Directives:
1/ List every person the excerpt on natural hair discrimination names.
2/ Reproduce the passage of the excerpt on natural hair discrimination between "While the federal" and "sports locs too.", inclusive.

Excerpt:
These are just a few examples of the ways American culture punishes black Americans who don’t conform to white ideals of professionalism at work and at school. Civil rights lawyers have long argued that such behavior is a form of racial discrimination. And policy makers are starting to pay attention.
California is now poised to become the first state to ban natural hair discrimination. Last week, the state Senate passed the Crown Act (Creating a Respectful and Open World for Natural Hair), which would prohibit employers and public schools from banning natural black hairstyles, including braids, cornrows, and dreadlocks. These hairstyles are considered “natural” because — unlike chemically straightened hair— they don’t alter natural hair texture, which is considered a racial trait. The bill is awaiting Gov. Gavin Newsom’s signature.
While the federal courts generally view afros as a racial trait protected by anti-discrimination laws, they don’t view other natural black hairstyles that way. That’s why the Crown Act is so significant.
The bill, which is endorsed by civil rights groups and Dove beauty products, comes at a time when black women are challenging workplace stereotypes that pressure them to adopt white standards of beauty and professionalism that require women to wear their hair straight.
Two first-term Congress members are the most visible examples of this shift. Rep. Ayanna Pressley (D-MA), who is the first black woman from Massachusetts elected to the US House of Representatives, wears her hair in twists. Another new member, Rep. Lauren Underwood (D-IL), wears her hair in short locs. The California state senator who introduced the Crown Act, Sen. Holly Mitchell, sports locs too.
“For centuries black men and women didn’t often challenge these standards. We straightened our hair with heat and chemical relaxers to meet those Eurocentric standards,” Mitchell said when she introduced the Senate version of the bill in early June. “For too many years there have been too many cases of employees and applicants being denied a promotion or even terminated because of the way they chose to wear their hair.”

Record list:
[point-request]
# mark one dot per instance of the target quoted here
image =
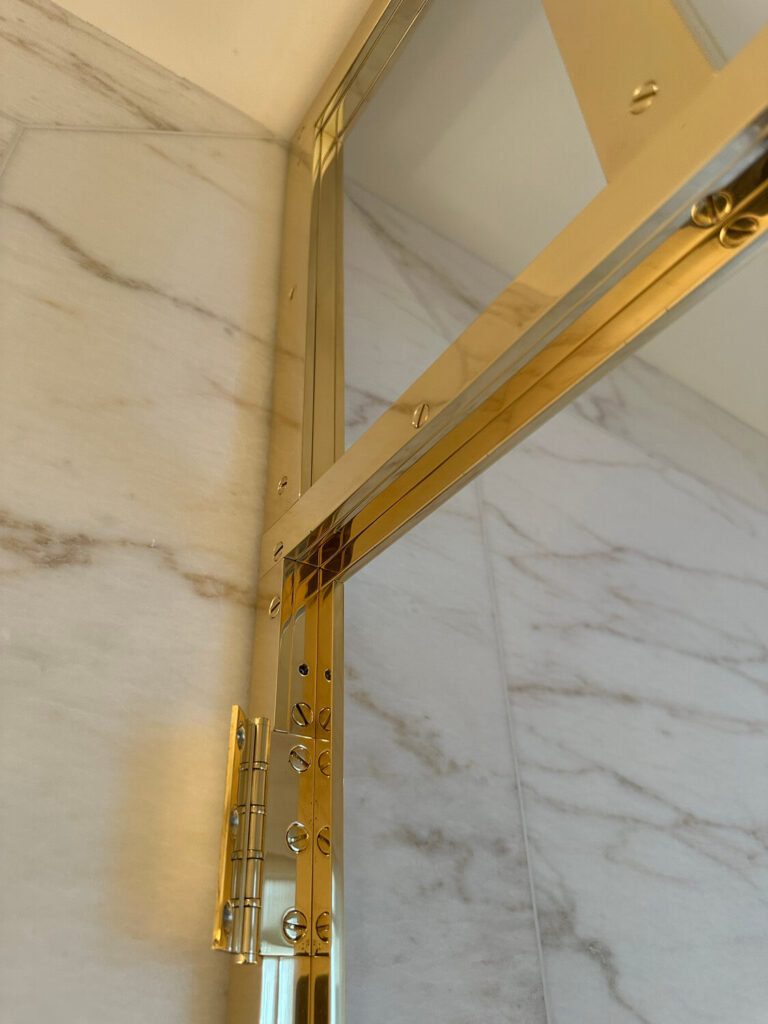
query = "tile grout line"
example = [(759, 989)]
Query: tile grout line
==
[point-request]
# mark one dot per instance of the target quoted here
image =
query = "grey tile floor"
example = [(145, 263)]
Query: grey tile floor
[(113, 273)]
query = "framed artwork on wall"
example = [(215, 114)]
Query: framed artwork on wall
---
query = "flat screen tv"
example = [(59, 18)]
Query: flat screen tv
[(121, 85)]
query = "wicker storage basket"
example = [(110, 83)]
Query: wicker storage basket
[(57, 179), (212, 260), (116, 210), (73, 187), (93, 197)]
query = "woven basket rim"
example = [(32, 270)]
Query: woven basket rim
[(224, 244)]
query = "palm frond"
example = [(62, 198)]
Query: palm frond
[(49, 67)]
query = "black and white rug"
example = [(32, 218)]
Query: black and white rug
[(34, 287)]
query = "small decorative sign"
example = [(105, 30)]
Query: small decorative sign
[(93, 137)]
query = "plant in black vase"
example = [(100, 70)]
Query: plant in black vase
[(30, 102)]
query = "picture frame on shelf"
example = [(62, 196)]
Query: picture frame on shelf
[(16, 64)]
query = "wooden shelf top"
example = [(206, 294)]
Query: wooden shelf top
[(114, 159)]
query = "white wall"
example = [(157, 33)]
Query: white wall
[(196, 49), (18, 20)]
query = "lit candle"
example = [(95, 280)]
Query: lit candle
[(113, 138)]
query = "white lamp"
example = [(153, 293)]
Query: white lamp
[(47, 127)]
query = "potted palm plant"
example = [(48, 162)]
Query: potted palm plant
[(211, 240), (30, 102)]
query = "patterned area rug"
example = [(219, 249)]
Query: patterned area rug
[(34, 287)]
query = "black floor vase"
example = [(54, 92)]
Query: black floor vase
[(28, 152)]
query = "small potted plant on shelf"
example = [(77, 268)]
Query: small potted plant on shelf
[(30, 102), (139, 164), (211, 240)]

Task-by-task answers:
1/ Gavin Newsom, Ayanna Pressley, Lauren Underwood, Holly Mitchell

2/
While the federal courts generally view afros as a racial trait protected by anti-discrimination laws, they don’t view other natural black hairstyles that way. That’s why the Crown Act is so significant.
The bill, which is endorsed by civil rights groups and Dove beauty products, comes at a time when black women are challenging workplace stereotypes that pressure them to adopt white standards of beauty and professionalism that require women to wear their hair straight.
Two first-term Congress members are the most visible examples of this shift. Rep. Ayanna Pressley (D-MA), who is the first black woman from Massachusetts elected to the US House of Representatives, wears her hair in twists. Another new member, Rep. Lauren Underwood (D-IL), wears her hair in short locs. The California state senator who introduced the Crown Act, Sen. Holly Mitchell, sports locs too.